# Requirement 1:
Locate every line in the entries below that contains the string "plank", and copy each such line in full.

# Text segment:

##########

Posted on 02/12/2004 12:54:45 PM PST by blam
Clovis Man turns 75, plus 13,000
By MICHELLE SEEBER
Clovis News Journal
CLOVIS, N.M. He lived among saber-toothed cats, hunted giant mammoths and bison and was smart enough to dig water wells.
Other than that, even thousands of years later, we still don't know much about the people known collectively as Clovis Man.
Last week marked 75 years since a local amateur archaeologist discovered Clovis Man at Blackwater Draw, about 14 miles southwest of Clovis in eastern New Mexico.
Clovis people lived between 11,500 and 13,000 years ago. Since Clovis Man's discovery, evidence has surfaced that prehistoric man's first North American appearance may have been on the East Coast, but many researchers still favor Clovis Man as the oldest.
In the time of Clovis Man, Columbian mammoths and giant bison roamed the Plains with saber-toothed cats, dire wolves, giant horses, camels, giant ground sloths and big turtles.
"The Columbian mammoth stood almost 14 feet at the shoulder, weighing 8 to 10 tons," said Matt Hillsman, curator of the Blackwater Draw Museum north of Portales. "One mammoth consumed about 700 pounds of vegetation a day."
If Clovis Man hunted these mammoths, many companions may have helped haul the prey home.
Maybe Clovis Man scavenged the mammoths, some have speculated.
"We don't know," Hillsman said. "We don't know specifically what the Clovis Man ate. We don't know what he wore. We don't know what he looked like. We've never found any skeletal evidence of these people, but we know they were here" because they found arrow points made of flint in the skeletal remains of mammoths and bison.
Radiocarbon dating of these arrow points and bones show Clovis Man is certainly the earliest known human occupant of this region, if not in North America.
The earliest recorded finding of the arrow points and mammoth bones was on Feb. 5, 1929, by a 19-year-old man named Ridgley Whiteman.
Whiteman, who died last summer in Clovis, knew the value of his find, said Anthony T. Boldurian, professor of anthropology at the University of Pittsburgh in Greensburg, Pa. He said Whiteman "immersed himself in native lore and became an avid student of Native American legends and myths."

##########

# Stored entries:

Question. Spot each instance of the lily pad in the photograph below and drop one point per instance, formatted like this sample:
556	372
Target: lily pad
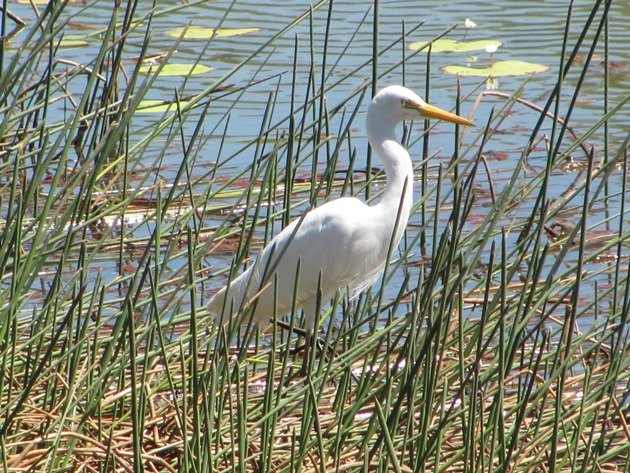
200	32
177	69
72	43
158	106
449	45
498	69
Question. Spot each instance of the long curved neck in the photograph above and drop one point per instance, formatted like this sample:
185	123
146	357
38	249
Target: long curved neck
398	169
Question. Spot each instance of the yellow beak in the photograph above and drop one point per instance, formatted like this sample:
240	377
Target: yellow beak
429	111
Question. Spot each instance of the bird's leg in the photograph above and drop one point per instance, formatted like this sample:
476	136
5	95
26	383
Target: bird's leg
308	348
318	342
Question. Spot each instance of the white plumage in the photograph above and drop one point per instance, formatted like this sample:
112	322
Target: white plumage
344	240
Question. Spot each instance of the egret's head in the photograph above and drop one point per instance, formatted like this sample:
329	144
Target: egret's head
396	103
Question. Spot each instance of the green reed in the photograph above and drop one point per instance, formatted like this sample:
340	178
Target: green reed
476	363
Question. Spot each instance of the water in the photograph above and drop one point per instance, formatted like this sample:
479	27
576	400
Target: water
529	31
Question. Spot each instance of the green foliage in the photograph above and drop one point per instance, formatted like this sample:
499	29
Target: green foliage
117	225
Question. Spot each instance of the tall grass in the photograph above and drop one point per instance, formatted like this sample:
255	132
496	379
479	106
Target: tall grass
476	357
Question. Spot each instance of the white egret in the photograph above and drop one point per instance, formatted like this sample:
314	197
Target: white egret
341	244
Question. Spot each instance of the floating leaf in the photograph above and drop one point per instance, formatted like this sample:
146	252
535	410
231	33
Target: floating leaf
72	43
158	106
177	69
200	32
449	45
498	69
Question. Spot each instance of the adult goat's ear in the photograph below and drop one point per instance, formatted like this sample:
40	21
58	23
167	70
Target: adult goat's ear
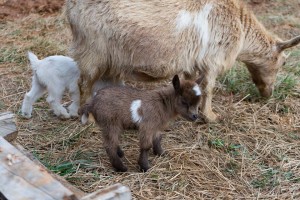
200	79
176	84
281	46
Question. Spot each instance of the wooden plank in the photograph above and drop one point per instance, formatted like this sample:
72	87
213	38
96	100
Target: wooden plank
78	193
21	179
8	128
114	192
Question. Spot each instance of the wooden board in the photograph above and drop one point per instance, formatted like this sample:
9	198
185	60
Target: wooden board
78	193
8	128
114	192
21	178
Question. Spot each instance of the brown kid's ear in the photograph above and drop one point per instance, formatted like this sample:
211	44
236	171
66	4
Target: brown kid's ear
288	44
176	84
200	79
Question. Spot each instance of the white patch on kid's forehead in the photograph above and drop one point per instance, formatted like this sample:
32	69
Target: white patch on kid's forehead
197	90
135	106
84	119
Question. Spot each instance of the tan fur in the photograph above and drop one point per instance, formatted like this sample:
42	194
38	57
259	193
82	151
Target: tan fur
153	40
111	109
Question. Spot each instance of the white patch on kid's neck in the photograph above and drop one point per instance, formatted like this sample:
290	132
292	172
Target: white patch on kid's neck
84	119
197	90
135	106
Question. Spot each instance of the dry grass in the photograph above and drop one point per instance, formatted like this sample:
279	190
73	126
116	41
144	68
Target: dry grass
252	153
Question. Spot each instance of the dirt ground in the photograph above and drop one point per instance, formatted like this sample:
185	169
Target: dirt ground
252	153
12	9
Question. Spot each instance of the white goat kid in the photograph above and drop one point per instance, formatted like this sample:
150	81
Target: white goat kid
54	74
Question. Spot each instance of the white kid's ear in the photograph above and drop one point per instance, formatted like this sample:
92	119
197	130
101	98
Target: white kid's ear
176	84
281	46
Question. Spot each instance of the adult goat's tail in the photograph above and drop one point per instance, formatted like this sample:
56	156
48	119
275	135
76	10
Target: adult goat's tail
33	60
84	112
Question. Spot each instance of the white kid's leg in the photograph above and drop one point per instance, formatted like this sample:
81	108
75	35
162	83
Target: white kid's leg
75	96
30	97
55	93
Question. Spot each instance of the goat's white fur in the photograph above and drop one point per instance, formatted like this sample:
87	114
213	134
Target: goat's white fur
135	106
54	74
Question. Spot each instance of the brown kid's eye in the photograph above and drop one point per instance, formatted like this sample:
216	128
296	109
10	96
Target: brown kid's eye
184	103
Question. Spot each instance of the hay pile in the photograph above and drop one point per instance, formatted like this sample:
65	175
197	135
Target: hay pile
253	152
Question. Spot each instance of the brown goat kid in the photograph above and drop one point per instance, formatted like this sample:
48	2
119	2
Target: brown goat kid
151	40
117	108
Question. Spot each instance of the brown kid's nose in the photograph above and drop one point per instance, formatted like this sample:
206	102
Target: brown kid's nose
195	116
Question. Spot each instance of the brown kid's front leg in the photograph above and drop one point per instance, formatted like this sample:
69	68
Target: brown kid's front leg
157	149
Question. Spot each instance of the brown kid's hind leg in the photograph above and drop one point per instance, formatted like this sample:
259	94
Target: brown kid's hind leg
113	150
157	149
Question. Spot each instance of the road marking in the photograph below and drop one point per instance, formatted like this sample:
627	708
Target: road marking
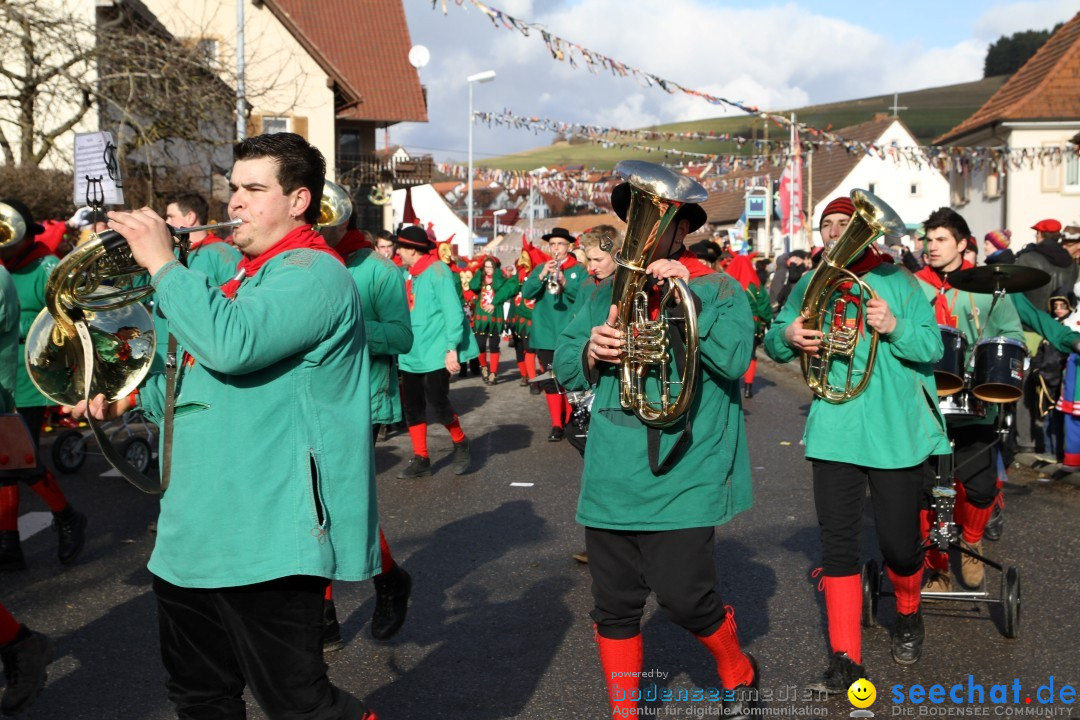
31	524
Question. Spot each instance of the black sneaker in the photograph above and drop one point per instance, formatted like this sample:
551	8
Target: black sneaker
25	663
332	630
392	589
71	527
839	676
462	454
11	551
418	466
742	703
907	636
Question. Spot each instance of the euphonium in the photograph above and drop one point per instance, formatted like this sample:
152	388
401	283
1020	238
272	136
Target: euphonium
873	218
656	195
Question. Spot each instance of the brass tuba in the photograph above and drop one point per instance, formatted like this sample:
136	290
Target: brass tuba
656	195
873	218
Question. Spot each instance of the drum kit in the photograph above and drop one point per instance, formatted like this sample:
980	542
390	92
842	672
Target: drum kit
993	372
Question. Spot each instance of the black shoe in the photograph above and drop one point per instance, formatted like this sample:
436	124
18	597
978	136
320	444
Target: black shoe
392	589
742	703
995	525
418	466
11	551
839	676
71	527
462	454
332	632
907	638
25	663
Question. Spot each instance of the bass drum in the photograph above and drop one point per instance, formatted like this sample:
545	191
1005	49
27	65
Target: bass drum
999	369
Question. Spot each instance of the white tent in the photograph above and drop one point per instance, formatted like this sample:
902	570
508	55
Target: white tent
430	207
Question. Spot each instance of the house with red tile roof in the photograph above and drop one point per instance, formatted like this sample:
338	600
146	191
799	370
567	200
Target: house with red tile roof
1038	107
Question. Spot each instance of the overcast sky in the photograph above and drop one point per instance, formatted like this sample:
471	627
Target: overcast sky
770	54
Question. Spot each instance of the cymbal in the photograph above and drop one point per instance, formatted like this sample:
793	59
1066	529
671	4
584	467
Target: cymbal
993	277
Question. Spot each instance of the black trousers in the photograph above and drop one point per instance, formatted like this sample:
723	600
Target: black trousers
547	357
676	565
427	391
896	497
267	637
975	462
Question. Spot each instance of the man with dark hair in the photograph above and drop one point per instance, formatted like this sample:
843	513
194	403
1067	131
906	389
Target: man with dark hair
974	440
30	261
267	461
439	326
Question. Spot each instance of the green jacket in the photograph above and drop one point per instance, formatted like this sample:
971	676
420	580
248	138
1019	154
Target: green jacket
217	261
970	310
895	422
30	287
552	312
439	321
270	476
500	290
711	481
10	356
387	326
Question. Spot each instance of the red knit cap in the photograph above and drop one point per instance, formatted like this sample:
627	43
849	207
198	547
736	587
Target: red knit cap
839	206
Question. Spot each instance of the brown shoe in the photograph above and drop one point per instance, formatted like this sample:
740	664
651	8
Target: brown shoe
971	570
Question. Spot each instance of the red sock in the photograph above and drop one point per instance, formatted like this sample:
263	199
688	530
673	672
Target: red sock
418	434
907	591
388	559
748	377
554	408
934	559
50	491
9	507
972	520
844	606
731	662
9	626
456	433
621	661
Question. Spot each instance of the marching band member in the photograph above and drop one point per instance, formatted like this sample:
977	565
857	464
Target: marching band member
554	287
848	451
439	329
30	263
648	532
287	493
974	453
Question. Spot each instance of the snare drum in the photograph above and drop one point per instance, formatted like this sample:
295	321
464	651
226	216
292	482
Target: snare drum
948	371
999	369
961	406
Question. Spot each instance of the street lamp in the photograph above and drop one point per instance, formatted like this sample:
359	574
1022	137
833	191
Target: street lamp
486	76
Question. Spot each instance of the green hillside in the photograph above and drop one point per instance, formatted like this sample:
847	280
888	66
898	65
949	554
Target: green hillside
929	113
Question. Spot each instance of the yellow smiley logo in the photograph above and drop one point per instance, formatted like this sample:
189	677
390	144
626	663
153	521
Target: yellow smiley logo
862	693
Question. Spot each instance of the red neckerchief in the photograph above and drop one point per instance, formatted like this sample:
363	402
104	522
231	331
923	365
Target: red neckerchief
29	254
869	259
298	239
414	272
943	309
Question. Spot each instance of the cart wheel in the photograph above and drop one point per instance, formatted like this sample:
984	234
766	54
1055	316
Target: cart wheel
872	589
1010	602
69	451
136	450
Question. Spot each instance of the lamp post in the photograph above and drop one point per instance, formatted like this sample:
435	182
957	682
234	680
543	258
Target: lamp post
486	76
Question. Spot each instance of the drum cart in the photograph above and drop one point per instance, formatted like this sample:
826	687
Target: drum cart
135	436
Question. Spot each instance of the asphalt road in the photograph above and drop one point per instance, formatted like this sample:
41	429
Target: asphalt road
498	625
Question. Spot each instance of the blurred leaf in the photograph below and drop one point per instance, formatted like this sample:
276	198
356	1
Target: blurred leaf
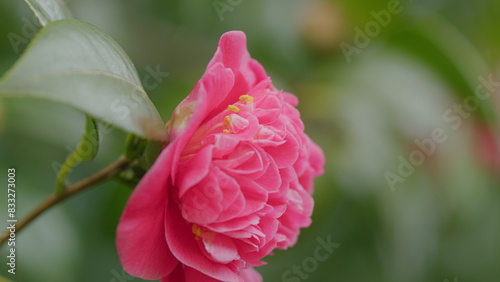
85	151
3	279
76	64
49	10
445	49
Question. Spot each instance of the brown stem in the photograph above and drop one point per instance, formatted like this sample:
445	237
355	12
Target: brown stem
100	176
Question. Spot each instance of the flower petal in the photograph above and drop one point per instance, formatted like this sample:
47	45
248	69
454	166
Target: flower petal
141	244
185	248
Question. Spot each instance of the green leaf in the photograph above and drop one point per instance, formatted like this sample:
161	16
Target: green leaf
76	64
446	50
49	10
85	151
3	279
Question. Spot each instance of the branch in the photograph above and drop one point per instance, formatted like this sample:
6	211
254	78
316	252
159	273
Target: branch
54	199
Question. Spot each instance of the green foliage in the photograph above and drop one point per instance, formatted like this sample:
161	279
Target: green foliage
76	64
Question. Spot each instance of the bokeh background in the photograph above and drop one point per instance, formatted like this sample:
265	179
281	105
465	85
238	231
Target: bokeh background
440	223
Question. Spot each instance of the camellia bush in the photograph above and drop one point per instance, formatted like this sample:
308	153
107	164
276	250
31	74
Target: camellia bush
220	186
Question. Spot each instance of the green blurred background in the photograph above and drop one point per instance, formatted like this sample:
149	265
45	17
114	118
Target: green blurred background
365	110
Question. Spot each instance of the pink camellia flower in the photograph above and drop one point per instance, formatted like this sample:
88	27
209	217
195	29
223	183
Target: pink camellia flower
233	183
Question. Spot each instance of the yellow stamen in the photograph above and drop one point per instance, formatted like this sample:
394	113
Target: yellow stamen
246	98
233	108
227	122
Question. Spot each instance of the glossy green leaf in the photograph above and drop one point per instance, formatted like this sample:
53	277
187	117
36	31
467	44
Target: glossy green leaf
49	10
85	151
76	64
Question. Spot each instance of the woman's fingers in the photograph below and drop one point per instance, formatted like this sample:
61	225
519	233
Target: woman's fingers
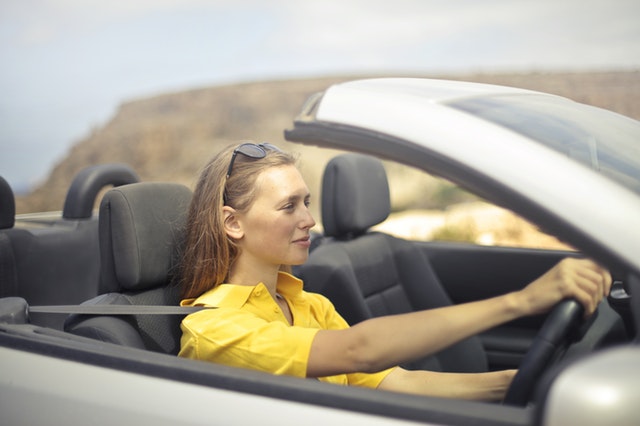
585	281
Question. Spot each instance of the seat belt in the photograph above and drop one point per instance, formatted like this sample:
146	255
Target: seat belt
117	309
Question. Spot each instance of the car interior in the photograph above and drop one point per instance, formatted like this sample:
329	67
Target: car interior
127	254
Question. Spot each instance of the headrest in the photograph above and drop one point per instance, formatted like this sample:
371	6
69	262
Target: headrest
140	228
355	195
7	205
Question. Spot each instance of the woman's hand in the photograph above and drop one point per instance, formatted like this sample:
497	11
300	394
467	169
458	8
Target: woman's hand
581	279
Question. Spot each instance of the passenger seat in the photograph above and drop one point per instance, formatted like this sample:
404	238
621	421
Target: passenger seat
368	274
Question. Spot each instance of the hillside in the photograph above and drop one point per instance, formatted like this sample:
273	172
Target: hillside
169	137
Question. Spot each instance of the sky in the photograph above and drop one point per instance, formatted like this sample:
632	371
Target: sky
66	65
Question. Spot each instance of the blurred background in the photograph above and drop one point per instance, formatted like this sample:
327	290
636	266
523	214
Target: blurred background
67	65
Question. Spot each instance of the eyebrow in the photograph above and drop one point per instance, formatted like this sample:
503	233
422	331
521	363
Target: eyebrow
294	197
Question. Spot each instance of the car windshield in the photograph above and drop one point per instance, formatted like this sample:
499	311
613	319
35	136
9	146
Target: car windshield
604	141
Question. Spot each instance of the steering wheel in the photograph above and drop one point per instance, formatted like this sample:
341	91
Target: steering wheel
561	322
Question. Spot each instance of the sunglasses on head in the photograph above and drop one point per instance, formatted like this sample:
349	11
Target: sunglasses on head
251	150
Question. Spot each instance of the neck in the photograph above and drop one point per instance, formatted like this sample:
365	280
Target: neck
251	275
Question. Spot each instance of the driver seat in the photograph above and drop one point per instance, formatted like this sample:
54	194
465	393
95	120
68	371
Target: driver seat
140	229
368	274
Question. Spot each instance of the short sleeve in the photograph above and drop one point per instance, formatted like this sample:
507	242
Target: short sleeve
242	339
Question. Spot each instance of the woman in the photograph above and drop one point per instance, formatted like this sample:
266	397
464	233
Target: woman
249	222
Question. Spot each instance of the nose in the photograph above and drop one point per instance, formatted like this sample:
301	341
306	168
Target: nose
307	221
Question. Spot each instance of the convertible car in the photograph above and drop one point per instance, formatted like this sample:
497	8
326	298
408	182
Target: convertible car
89	322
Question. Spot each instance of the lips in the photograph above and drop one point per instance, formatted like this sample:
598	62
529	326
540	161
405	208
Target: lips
306	241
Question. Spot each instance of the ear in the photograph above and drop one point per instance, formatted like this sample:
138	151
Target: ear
232	225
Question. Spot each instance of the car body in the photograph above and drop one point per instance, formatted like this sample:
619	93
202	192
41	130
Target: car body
571	169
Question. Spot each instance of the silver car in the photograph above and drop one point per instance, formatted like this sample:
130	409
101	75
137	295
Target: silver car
570	169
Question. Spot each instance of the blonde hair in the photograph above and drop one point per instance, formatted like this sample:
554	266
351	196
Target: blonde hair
208	252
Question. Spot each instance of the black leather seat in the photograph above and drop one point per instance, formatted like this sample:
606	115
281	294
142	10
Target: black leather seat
140	229
368	274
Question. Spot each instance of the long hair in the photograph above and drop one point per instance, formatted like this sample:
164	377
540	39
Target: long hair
208	253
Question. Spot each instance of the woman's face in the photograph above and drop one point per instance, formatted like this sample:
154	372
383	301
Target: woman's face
275	229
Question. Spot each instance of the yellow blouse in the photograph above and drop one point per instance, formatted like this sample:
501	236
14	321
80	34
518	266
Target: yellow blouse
249	330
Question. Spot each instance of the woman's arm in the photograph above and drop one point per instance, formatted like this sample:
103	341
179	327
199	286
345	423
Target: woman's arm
383	342
490	386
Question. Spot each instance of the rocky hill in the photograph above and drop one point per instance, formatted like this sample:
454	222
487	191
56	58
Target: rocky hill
170	137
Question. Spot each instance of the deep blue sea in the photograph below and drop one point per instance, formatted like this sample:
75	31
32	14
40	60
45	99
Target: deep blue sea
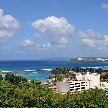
21	65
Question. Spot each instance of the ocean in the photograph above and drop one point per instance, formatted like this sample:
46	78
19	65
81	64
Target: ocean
21	65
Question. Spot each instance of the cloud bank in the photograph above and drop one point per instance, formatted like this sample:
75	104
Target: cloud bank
92	39
57	30
8	25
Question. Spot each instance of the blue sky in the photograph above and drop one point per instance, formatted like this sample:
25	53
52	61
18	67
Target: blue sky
38	29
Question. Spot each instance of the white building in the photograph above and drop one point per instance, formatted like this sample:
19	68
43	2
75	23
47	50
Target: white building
83	82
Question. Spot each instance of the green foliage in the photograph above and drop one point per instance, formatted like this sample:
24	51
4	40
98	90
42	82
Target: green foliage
34	94
1	77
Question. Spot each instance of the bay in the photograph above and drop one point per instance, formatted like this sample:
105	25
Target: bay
21	65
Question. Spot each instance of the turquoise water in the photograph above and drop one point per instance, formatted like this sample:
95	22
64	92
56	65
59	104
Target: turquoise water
21	65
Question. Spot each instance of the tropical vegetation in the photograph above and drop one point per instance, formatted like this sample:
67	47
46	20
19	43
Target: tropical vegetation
16	91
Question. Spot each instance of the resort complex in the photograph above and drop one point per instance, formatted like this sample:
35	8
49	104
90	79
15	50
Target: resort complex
78	81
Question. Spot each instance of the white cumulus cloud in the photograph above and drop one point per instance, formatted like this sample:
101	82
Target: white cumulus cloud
93	39
105	6
57	29
8	25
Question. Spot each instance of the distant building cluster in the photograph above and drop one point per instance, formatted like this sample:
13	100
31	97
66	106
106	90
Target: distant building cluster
81	82
89	59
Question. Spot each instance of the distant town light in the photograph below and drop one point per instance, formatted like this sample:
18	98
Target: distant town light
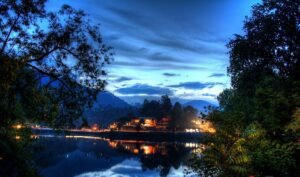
17	126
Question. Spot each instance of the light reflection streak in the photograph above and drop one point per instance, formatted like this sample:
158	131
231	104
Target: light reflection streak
135	146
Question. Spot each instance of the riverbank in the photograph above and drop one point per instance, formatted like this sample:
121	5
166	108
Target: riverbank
134	135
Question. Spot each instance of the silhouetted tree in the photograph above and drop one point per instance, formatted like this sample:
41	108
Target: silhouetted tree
166	105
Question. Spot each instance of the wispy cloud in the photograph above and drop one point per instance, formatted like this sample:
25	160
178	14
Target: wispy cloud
122	79
171	74
144	89
196	85
217	75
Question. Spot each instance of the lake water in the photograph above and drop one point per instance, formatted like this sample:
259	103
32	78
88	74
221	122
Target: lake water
91	156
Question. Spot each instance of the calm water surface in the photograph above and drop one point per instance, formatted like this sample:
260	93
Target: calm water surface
87	156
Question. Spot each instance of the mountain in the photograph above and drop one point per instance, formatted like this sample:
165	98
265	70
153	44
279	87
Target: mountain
105	99
106	109
199	104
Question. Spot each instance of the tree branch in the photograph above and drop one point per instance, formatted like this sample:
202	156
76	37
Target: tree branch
50	75
9	33
44	55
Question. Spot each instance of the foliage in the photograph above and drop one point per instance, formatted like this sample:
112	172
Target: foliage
50	68
56	56
257	122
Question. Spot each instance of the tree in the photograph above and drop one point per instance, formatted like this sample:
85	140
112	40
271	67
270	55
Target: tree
257	120
266	61
166	105
50	68
60	55
176	116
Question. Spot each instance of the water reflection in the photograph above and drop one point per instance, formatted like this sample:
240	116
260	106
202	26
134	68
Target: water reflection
85	156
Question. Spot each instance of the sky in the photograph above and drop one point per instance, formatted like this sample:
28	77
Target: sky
174	47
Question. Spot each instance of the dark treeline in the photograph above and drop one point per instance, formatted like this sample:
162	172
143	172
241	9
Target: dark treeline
180	116
36	84
258	121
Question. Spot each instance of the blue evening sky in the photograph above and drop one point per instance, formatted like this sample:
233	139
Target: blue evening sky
174	47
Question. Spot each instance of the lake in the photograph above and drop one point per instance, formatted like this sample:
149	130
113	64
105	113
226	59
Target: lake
92	156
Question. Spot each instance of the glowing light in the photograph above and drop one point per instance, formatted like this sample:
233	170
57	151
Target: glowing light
203	126
136	151
17	126
113	144
150	123
148	149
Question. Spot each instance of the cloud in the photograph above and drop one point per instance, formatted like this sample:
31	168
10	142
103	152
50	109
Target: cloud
122	79
171	74
196	85
209	94
144	89
217	75
155	65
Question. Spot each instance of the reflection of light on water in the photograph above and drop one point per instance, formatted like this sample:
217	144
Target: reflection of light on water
191	145
135	151
132	167
202	126
147	149
113	144
17	126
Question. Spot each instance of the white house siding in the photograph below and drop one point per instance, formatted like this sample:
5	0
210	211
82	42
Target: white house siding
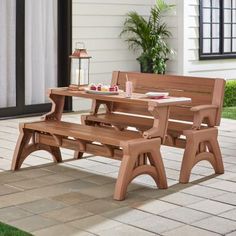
223	68
98	24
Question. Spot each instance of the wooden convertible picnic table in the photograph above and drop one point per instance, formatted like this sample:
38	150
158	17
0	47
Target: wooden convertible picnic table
139	151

##########

# Requirement 2:
List every animal that the Clovis Man article names as roaming the Plains in the time of Clovis Man.

# Exercise answer 1:
Question. Spot each instance of the wooden plank in the photograph above and drop one point per instance, formatted like this sample:
Target: wooden plank

# Exercise answer 2:
Columbian mammoths, giant bison, saber-toothed cats, dire wolves, giant horses, camels, giant ground sloths, big turtles